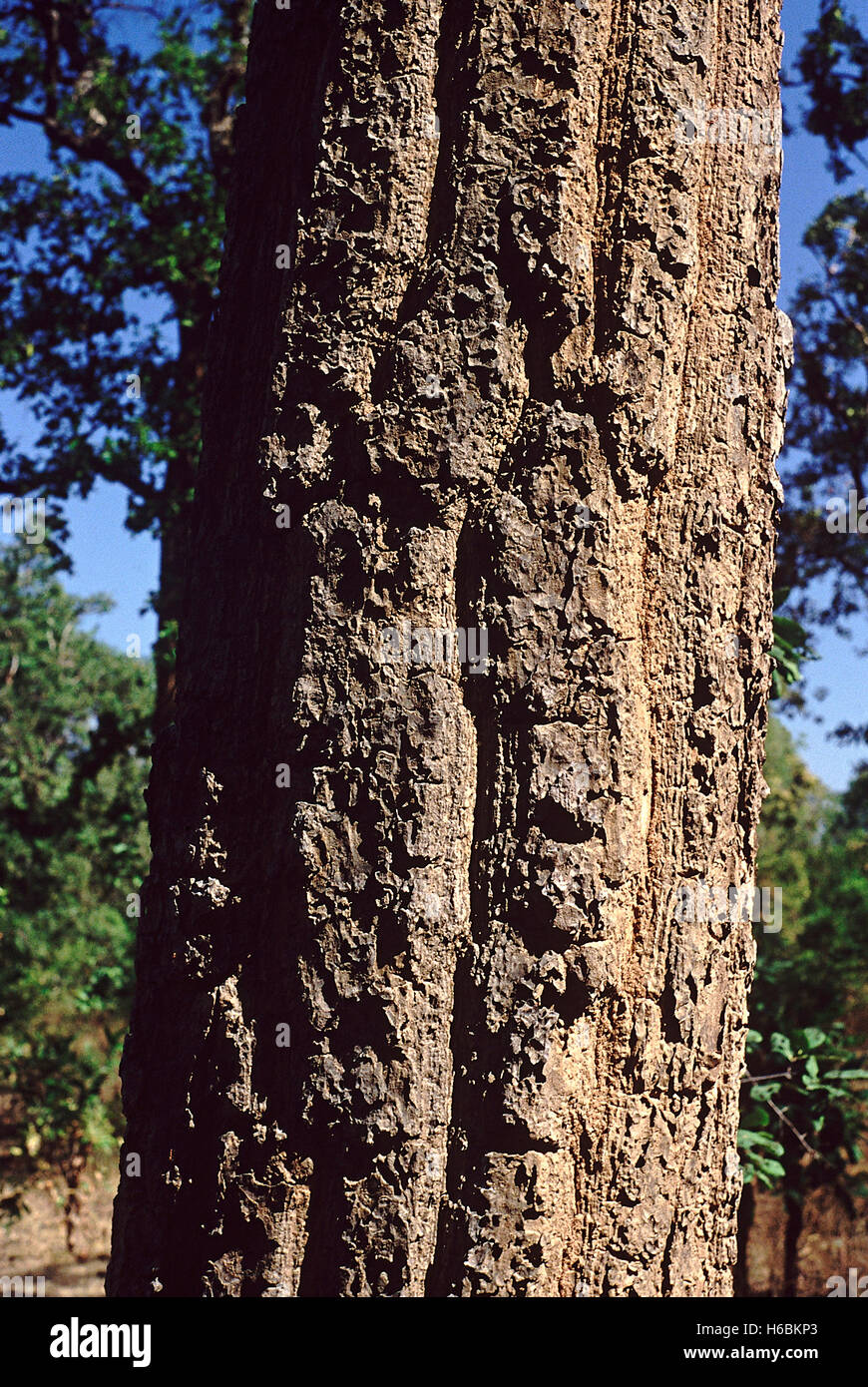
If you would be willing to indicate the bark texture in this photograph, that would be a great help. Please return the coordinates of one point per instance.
(526, 373)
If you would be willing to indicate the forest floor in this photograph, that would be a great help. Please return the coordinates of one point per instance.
(35, 1243)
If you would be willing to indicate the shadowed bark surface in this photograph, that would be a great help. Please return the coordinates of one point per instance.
(525, 379)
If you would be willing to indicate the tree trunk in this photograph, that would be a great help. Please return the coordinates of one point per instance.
(793, 1206)
(525, 379)
(747, 1206)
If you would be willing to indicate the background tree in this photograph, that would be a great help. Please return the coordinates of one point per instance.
(494, 391)
(803, 1109)
(131, 210)
(74, 729)
(828, 416)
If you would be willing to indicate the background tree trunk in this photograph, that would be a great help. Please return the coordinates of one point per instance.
(526, 374)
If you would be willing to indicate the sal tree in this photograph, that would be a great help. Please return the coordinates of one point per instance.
(416, 1009)
(129, 209)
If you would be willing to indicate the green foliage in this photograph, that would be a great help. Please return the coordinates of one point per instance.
(803, 1112)
(789, 650)
(114, 224)
(825, 457)
(74, 728)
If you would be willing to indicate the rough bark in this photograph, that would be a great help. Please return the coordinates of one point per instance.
(527, 374)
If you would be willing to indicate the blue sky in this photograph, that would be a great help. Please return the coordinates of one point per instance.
(107, 558)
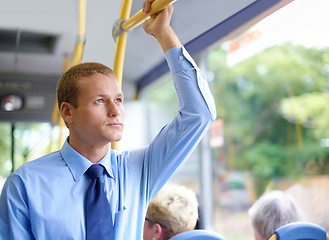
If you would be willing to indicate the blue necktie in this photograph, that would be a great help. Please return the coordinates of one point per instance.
(99, 224)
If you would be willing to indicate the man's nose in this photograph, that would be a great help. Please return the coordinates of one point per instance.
(113, 109)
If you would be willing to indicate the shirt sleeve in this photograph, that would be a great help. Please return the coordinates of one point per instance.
(14, 216)
(196, 112)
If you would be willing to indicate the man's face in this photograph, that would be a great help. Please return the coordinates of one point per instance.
(99, 115)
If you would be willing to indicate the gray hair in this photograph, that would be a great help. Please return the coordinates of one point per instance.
(273, 210)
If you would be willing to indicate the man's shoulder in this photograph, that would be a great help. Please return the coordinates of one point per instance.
(46, 161)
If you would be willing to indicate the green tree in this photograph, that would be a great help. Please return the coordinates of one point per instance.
(258, 130)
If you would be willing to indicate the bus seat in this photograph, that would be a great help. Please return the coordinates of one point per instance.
(300, 231)
(198, 235)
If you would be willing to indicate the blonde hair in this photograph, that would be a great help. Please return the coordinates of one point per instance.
(175, 208)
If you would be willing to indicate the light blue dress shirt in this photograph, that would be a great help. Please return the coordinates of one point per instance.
(44, 199)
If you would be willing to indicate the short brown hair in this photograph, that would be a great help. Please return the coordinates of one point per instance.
(175, 208)
(68, 88)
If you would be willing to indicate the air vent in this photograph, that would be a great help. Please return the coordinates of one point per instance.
(26, 42)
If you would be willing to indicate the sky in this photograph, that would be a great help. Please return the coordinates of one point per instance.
(303, 22)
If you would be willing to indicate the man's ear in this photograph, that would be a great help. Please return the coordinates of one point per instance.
(66, 112)
(158, 231)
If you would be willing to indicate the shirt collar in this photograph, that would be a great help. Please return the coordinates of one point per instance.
(78, 164)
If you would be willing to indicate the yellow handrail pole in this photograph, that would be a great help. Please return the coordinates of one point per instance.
(120, 51)
(140, 16)
(76, 59)
(78, 51)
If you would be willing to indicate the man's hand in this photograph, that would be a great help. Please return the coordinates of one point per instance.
(158, 25)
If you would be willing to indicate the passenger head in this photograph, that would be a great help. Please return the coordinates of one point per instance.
(68, 84)
(271, 211)
(173, 210)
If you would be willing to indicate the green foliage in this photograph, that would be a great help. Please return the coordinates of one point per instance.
(264, 99)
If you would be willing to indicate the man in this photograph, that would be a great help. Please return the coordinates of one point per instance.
(271, 211)
(44, 199)
(172, 211)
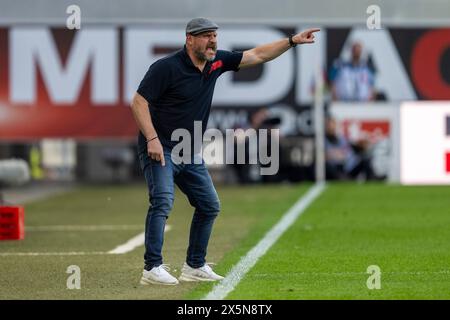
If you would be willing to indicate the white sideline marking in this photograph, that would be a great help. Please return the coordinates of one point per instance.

----------

With images excluded, write the records above out again exactly.

* _OUTPUT FOR THIS EXERCISE_
If you would be willing to indicate the bark texture in this photograph, that would be a great help. Please return the coordinates of one point per instance.
(526, 373)
If you would be willing to indicate the forest floor in this photograph, that would be a great help. Please return the coordinates of one point per instance.
(35, 1243)
If you would be willing to indicate the shadowed bark surface in this photograph, that would be a great help. Please return the coordinates of one point per instance.
(525, 379)
If you would be willing to indicate the tree trunk in this photograph, that would be a great help. Please return the coordinates of one point per instance.
(793, 1206)
(525, 379)
(747, 1206)
If you would be willing to indicate the background tree in this photograph, that would be a great help. Please return the coordinates of one point per instance.
(494, 391)
(803, 1109)
(131, 210)
(74, 729)
(828, 416)
If you would be willing to indicate the background tree trunk in this photograph, that would be a great help. Please return the coordinates of one point per instance.
(526, 374)
If you would be willing to indicate the sal tree in this photograph, that would be a great help. Please return the coordinates of one point per instance.
(416, 1009)
(129, 209)
If you would be willing to indicate the green foliage in this photograph, that would be a great help. Please return the coordinates of one point per instance.
(803, 1112)
(789, 650)
(114, 224)
(825, 457)
(74, 728)
If you would be willing to indicate the rough bark in this photograph, that would be a great help. Please return the coordinates of one point per instance.
(527, 374)
If you would be willing to indicate the blue sky in this photograph, that would be a great help. Please return the coordinates of one point per instance.
(107, 558)
If you would be willing to indicate the blue necktie in this photograph, that would be a great help. Please return the coordinates of one point per instance.
(99, 224)
If you would be willing to indicate the man's nose in this photograph, that would be a great help. Please return the coordinates of one point per instance.
(113, 109)
If you would be willing to indicate the shirt sleeve in this photograph, that would be a great help. Please return the coordinates of one point per instance.
(14, 216)
(196, 112)
If you would be willing to indicate the man's face in this photograph, that would be a great help. Please return the coordinates of one point per instance.
(99, 115)
If you would be willing to indicate the gray hair in this photograph, that would be a great help. Please return the coordinates of one point per instance.
(273, 210)
If you would be willing to indicate the man's shoulder in this photograph, that would be a great help. Please return the coordinates of one point per instance.
(46, 161)
If you would be willing to indicate the green tree in this photograph, that would be a great help. Please return the coordinates of one point per instance.
(258, 130)
If you would be willing to indicate the bus seat in this photograph, that would be a great help. Please return the coordinates of one point per instance.
(300, 231)
(198, 235)
If you would be willing to indicate the blonde hair in this photograph, that would be a great help. Please return the coordinates of one point per instance.
(175, 208)
If you would be willing to indicate the light blue dress shirt in this photograph, that would be a great help. Please return the coordinates of one point per instance.
(44, 199)
If you would be willing to indicate the short brown hair in this photograph, that would be a great help. Please return the coordinates of one point per instance.
(175, 208)
(68, 88)
If you would be willing to indicate the air vent in this photograph, that would be a great help. Please return the coordinates of one point per instance.
(26, 42)
If you would be willing to indicate the sky in this photograph, that would be a great help. Please return the coordinates of one point per instance.
(303, 22)
If you would be willing to indicate the man's ear in this photograph, that would be a great help. Please return the coordinates of one point per instance.
(66, 112)
(158, 231)
If you would be willing to indicate the shirt collar in this photograph, that would be a great help. Please return the coordinates of one point per instance.
(78, 164)
If you would be willing to indicate the yellow handrail pole in this photograph, that would be a great help. Please return the coordinates of one point per instance.
(120, 51)
(140, 16)
(76, 59)
(78, 51)
If you would be willing to indicate the man's hand in this photograph, that would be a great help. Please return the coordinates of one point per instance.
(158, 25)
If you would be willing to indicate the passenger head in this photograph, that would be a great help. Please return the coordinates of one point per instance.
(68, 84)
(271, 211)
(173, 210)
If you would be willing to indicate the green foliage in this photograph, that would be a great help. Please return the coordinates of one point per instance.
(264, 99)
If you would be willing to indicate the man in this photograph, that would be a great help. Please return the coordinates of one point per instance.
(271, 211)
(44, 199)
(172, 211)
If you would be willing to indicate the white sideline marking in this photograph, that would be a great help. Please return the coordinates of one point per instance.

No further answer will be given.